Records:
BEGIN
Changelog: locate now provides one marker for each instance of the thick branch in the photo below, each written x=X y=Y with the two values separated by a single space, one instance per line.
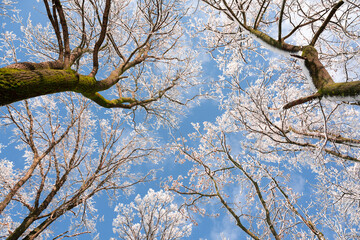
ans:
x=302 y=100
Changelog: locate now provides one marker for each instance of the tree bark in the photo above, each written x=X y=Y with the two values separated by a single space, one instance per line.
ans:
x=18 y=84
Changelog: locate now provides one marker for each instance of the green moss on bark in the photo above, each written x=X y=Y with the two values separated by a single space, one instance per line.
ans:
x=17 y=84
x=343 y=89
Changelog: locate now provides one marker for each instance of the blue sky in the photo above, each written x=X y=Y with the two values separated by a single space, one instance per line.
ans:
x=208 y=110
x=207 y=228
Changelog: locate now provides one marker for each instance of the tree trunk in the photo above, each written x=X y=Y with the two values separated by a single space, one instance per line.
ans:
x=18 y=84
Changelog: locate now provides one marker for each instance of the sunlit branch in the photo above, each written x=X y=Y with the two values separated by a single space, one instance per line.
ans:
x=65 y=32
x=281 y=19
x=101 y=38
x=55 y=25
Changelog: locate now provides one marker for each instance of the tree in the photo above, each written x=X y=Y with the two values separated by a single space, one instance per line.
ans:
x=66 y=165
x=72 y=155
x=249 y=160
x=154 y=216
x=118 y=38
x=314 y=23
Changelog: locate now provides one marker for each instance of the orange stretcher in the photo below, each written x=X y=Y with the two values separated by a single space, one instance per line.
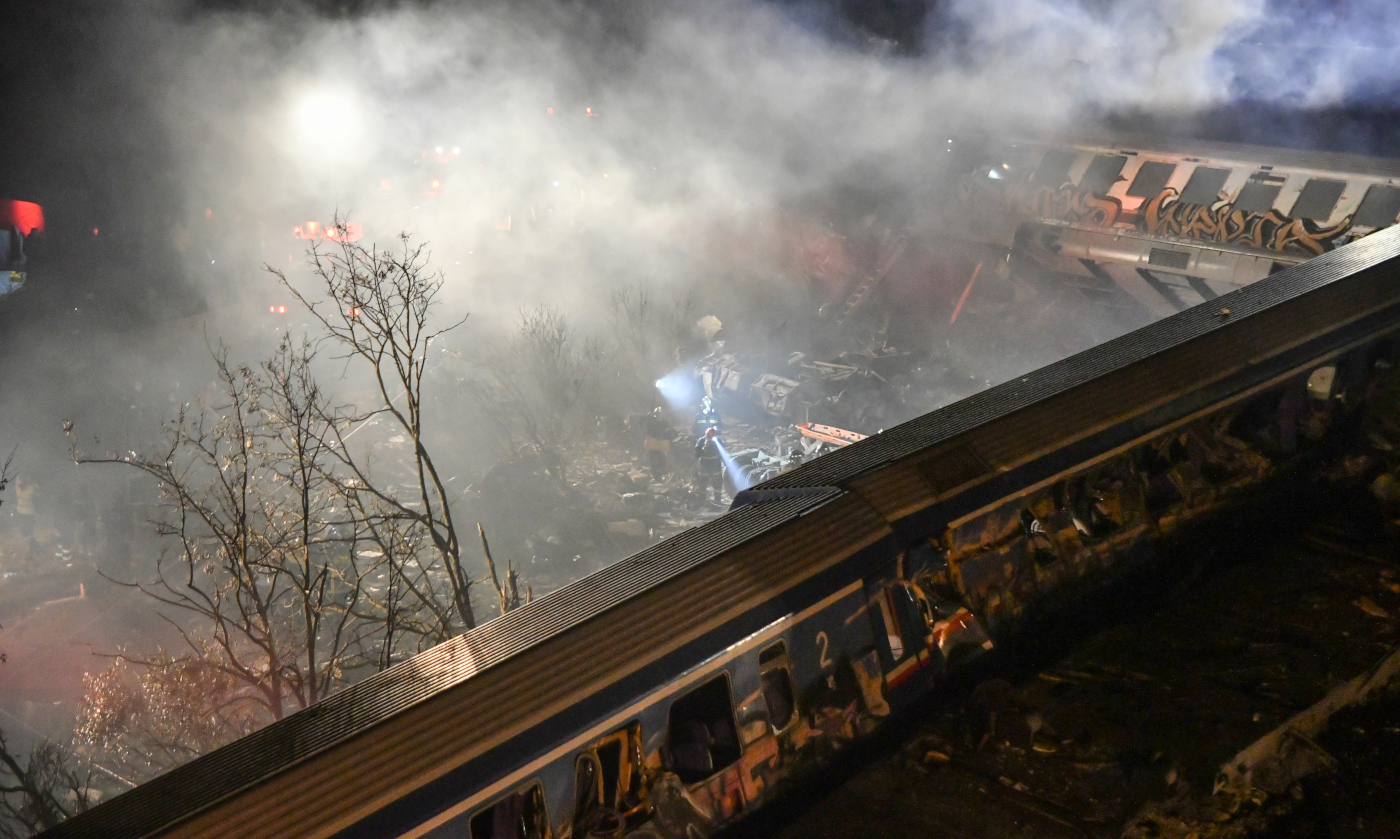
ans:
x=829 y=433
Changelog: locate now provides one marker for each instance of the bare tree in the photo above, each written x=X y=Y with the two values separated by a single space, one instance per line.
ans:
x=378 y=307
x=651 y=338
x=265 y=586
x=41 y=789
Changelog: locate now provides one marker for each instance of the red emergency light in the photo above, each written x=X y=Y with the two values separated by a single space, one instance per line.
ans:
x=350 y=231
x=25 y=216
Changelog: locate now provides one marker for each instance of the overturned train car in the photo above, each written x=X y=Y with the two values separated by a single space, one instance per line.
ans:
x=1172 y=224
x=682 y=688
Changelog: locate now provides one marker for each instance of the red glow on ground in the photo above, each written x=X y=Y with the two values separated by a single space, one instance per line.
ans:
x=25 y=216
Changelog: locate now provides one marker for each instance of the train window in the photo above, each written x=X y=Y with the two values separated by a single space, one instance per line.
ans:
x=1151 y=178
x=892 y=632
x=587 y=786
x=1379 y=207
x=700 y=733
x=517 y=815
x=777 y=685
x=1054 y=168
x=1259 y=193
x=1318 y=198
x=1204 y=186
x=1102 y=172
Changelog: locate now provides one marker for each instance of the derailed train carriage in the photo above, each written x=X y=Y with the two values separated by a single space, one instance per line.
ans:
x=1171 y=224
x=681 y=688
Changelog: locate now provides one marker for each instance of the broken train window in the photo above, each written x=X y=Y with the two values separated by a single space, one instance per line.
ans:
x=1038 y=539
x=518 y=815
x=776 y=678
x=700 y=733
x=608 y=785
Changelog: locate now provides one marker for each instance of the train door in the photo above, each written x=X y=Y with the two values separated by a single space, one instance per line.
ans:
x=515 y=815
x=609 y=794
x=898 y=612
x=703 y=748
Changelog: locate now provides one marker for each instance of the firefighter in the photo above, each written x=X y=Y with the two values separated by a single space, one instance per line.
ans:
x=710 y=465
x=707 y=419
x=657 y=443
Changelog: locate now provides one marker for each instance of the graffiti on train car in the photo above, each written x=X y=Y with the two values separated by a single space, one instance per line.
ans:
x=1036 y=551
x=1165 y=215
x=983 y=198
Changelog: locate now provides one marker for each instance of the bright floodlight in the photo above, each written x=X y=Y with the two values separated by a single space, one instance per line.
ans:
x=328 y=122
x=679 y=388
x=737 y=474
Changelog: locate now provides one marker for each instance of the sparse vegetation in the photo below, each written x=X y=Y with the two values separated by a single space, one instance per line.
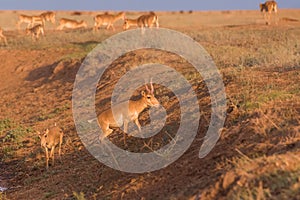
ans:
x=257 y=156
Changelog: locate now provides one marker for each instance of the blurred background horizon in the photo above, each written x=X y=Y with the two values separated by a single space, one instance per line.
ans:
x=140 y=5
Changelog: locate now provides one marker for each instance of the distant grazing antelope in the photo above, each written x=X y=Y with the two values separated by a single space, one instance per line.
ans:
x=49 y=140
x=35 y=31
x=267 y=8
x=48 y=16
x=30 y=20
x=2 y=36
x=143 y=21
x=107 y=20
x=124 y=114
x=71 y=24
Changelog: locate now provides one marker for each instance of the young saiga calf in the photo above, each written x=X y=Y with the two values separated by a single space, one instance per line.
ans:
x=123 y=114
x=49 y=140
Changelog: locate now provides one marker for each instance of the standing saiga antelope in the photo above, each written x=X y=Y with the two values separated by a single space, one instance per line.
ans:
x=48 y=16
x=107 y=20
x=30 y=20
x=37 y=19
x=35 y=31
x=143 y=21
x=49 y=140
x=2 y=36
x=123 y=114
x=71 y=24
x=267 y=8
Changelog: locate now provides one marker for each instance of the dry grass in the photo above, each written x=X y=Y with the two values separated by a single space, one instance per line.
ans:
x=256 y=157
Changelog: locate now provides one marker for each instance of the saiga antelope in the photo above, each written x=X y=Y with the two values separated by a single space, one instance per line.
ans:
x=2 y=36
x=108 y=20
x=70 y=23
x=30 y=20
x=35 y=31
x=267 y=8
x=143 y=21
x=123 y=114
x=49 y=140
x=48 y=16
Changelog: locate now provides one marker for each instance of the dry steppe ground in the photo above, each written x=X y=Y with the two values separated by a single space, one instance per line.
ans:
x=256 y=157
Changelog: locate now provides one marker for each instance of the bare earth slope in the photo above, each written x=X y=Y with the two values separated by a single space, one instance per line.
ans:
x=256 y=157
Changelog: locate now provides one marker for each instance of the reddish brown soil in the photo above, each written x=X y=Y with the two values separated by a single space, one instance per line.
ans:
x=36 y=91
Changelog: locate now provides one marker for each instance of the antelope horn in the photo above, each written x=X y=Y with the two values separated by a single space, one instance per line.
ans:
x=147 y=87
x=152 y=88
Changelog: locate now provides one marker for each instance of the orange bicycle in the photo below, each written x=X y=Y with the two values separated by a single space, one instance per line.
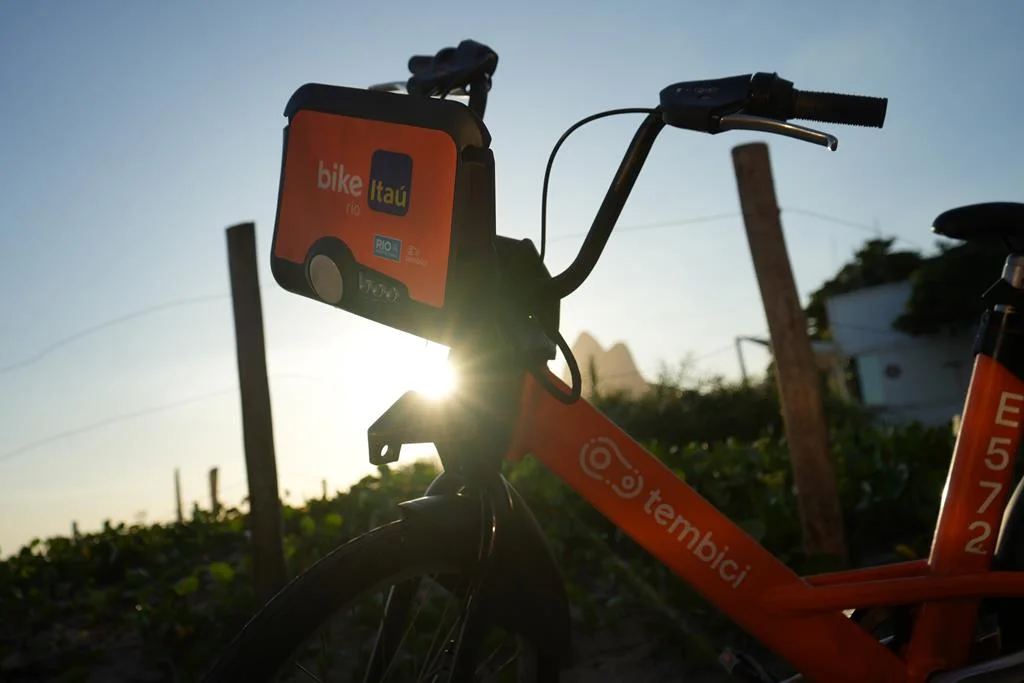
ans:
x=386 y=210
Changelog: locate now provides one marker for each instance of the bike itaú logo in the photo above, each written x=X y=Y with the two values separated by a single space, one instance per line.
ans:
x=600 y=454
x=390 y=182
x=334 y=177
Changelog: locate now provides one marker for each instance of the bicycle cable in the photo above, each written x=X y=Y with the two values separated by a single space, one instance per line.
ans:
x=554 y=151
x=576 y=388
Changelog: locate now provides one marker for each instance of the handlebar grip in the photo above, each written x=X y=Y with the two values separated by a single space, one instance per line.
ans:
x=837 y=108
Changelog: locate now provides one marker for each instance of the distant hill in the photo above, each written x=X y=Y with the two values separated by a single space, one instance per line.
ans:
x=615 y=369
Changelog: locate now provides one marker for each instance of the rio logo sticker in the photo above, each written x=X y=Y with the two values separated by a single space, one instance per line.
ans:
x=390 y=182
x=388 y=248
x=600 y=457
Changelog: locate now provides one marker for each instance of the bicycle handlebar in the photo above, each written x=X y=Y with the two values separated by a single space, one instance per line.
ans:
x=754 y=101
x=758 y=101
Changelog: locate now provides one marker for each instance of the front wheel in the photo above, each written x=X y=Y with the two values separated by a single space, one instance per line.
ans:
x=327 y=624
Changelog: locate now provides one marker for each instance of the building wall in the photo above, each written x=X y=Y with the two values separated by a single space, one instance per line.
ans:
x=911 y=378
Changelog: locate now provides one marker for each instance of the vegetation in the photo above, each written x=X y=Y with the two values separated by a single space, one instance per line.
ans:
x=173 y=594
x=946 y=289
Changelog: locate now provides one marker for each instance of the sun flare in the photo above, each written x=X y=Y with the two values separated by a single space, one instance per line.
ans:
x=435 y=378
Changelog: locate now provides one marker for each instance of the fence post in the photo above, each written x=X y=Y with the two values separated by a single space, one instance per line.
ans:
x=214 y=499
x=177 y=495
x=803 y=413
x=261 y=469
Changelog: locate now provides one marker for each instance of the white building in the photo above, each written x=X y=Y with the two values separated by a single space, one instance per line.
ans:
x=909 y=378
END
The problem: Copy everything in the data above from the line containing "of the derailed" down to the line containing "x=608 y=785", including both of those lines, reproducing each line unchanged.

Solution:
Changelog: locate now provides one marker for each instance of the derailed train carriage in the photo above, each written x=X y=Y with the two values separated by a single space, one instance per line.
ans:
x=1171 y=224
x=681 y=688
Changelog: locate now provides one marker for each instance of the broken train window in the photo above, each written x=X y=Y with the two values separated by a single space, one instance per line.
ans:
x=1038 y=539
x=518 y=815
x=776 y=678
x=700 y=733
x=608 y=785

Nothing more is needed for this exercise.